**LAVORO DA SVOLGERE:**
Copia per intero e senza alcuna modifica il testo citato qui sotto.
===== TESTO CITATO =====
Spesso, appare difficile comprendere in che modo il mondo accademico, e in particolare il mondo filosofico (in quelle che sono oltretutto le sue tendenze che pretendono addirittura di essere le più democratiche), finisca poi per partecipare alle forme più autoritarie della politica. Così, le recenti misure, in America - volte a eliminare l'”affirmative action” nelle università, o semplicemente a tornare al principio di segregazione, che si pensava fosse stato definitivamente abbandonato a partire dagli anni '50, non sono l'unico risultato di una governance che è diventata improvvisamente dittatoriale, o che ha completamente abbandonato i principi di razionalità.
===== DATI FORNITI =====
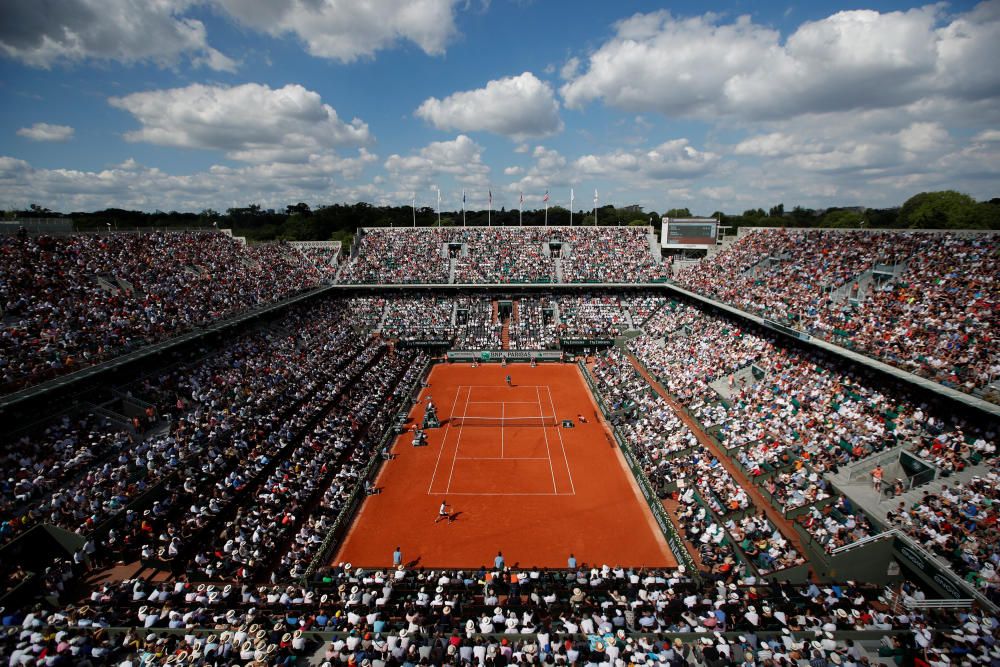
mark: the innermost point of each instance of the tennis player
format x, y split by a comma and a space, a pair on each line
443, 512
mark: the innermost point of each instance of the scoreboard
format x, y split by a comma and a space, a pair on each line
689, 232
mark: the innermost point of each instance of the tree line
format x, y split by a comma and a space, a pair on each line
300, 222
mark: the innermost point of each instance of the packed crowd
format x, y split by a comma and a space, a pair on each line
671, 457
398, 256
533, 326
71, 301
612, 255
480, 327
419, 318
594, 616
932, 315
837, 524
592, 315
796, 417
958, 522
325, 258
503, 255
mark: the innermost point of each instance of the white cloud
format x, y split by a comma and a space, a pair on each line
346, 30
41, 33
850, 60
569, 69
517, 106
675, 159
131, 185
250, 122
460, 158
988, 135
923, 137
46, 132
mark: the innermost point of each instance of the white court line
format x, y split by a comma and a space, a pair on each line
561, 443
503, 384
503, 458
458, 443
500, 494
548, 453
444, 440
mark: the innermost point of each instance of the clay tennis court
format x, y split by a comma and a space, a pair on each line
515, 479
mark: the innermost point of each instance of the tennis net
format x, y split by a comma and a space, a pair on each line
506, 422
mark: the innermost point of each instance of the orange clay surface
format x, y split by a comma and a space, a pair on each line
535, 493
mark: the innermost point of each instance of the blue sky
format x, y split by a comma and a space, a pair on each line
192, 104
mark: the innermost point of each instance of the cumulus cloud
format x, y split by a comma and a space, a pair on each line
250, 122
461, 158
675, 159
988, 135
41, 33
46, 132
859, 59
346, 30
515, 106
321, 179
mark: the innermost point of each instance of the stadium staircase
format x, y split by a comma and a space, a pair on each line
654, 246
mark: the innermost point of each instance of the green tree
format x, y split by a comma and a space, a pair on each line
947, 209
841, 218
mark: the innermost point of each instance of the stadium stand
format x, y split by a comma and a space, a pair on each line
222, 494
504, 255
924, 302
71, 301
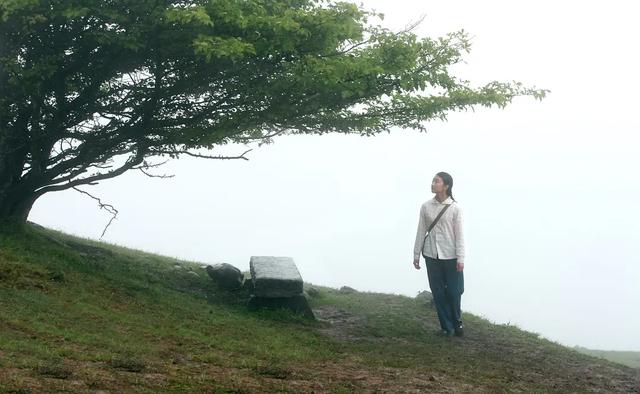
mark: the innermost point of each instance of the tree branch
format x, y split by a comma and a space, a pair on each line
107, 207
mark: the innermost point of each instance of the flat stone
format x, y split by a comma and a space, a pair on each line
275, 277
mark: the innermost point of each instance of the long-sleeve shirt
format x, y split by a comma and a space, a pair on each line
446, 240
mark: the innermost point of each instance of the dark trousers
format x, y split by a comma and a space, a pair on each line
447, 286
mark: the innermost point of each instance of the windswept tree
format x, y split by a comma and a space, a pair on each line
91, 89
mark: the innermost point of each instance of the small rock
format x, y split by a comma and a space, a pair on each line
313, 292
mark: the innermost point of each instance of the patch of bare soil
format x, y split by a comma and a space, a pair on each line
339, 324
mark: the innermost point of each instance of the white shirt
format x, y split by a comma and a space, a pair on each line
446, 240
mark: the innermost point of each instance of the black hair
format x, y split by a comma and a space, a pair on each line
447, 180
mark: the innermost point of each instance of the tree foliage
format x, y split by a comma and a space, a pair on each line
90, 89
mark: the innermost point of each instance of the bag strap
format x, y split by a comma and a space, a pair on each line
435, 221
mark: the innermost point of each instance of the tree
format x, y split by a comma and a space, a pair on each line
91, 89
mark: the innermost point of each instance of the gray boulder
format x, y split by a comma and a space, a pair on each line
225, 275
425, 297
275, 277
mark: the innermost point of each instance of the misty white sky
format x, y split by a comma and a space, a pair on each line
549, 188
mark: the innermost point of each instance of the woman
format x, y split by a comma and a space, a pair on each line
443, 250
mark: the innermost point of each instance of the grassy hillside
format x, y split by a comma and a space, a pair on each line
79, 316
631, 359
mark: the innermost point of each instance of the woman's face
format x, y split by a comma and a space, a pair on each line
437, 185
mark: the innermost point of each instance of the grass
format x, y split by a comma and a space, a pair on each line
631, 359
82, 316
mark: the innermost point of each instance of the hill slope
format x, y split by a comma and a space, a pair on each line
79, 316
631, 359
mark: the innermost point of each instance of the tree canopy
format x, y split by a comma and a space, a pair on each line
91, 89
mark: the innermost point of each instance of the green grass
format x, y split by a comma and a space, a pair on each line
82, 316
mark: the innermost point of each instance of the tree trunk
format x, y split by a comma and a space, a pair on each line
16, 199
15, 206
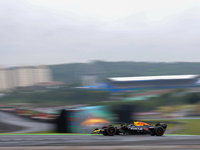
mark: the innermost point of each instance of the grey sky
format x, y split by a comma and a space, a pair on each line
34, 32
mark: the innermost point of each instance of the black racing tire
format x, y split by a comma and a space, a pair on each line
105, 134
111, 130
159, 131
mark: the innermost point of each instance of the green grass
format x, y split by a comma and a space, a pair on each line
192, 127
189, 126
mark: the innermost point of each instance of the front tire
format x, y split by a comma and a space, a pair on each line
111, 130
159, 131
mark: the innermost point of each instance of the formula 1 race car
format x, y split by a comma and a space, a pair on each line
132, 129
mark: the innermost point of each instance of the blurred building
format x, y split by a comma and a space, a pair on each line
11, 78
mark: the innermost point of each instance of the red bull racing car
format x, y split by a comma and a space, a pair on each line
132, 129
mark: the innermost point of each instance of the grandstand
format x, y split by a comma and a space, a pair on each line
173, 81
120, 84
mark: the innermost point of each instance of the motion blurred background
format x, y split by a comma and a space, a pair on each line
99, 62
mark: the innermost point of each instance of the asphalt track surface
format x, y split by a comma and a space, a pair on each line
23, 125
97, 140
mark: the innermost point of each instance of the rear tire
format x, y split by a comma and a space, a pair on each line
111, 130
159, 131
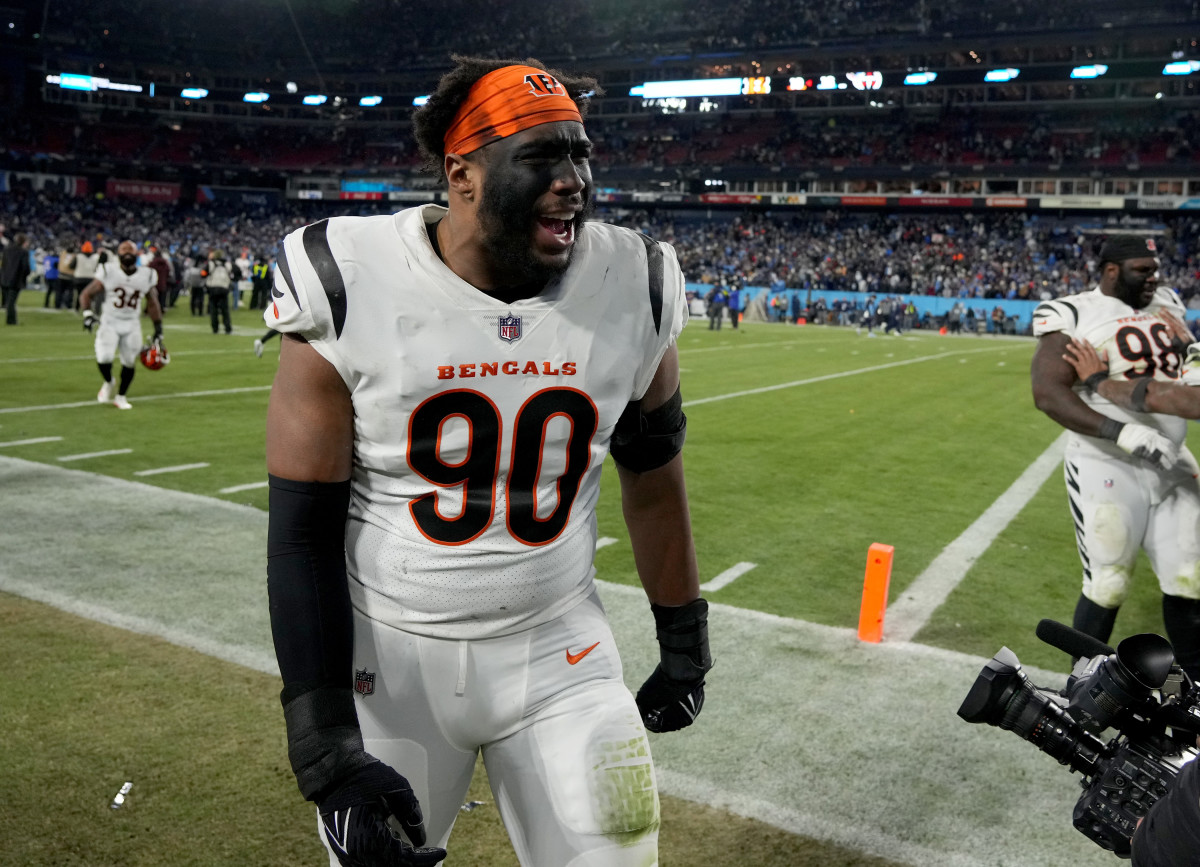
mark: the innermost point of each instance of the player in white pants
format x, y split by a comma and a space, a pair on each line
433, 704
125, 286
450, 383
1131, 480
=====
**RISULTATO FINALE:**
Spesso, appare difficile comprendere in che modo il mondo accademico, e in particolare il mondo filosofico (in quelle che sono oltretutto le sue tendenze che pretendono addirittura di essere le più democratiche), finisca poi per partecipare alle forme più autoritarie della politica. Così, le recenti misure, in America - volte a eliminare l'”affirmative action” nelle università, o semplicemente a tornare al principio di segregazione, che si pensava fosse stato definitivamente abbandonato a partire dagli anni '50, non sono l'unico risultato di una governance che è diventata improvvisamente dittatoriale, o che ha completamente abbandonato i principi di razionalità.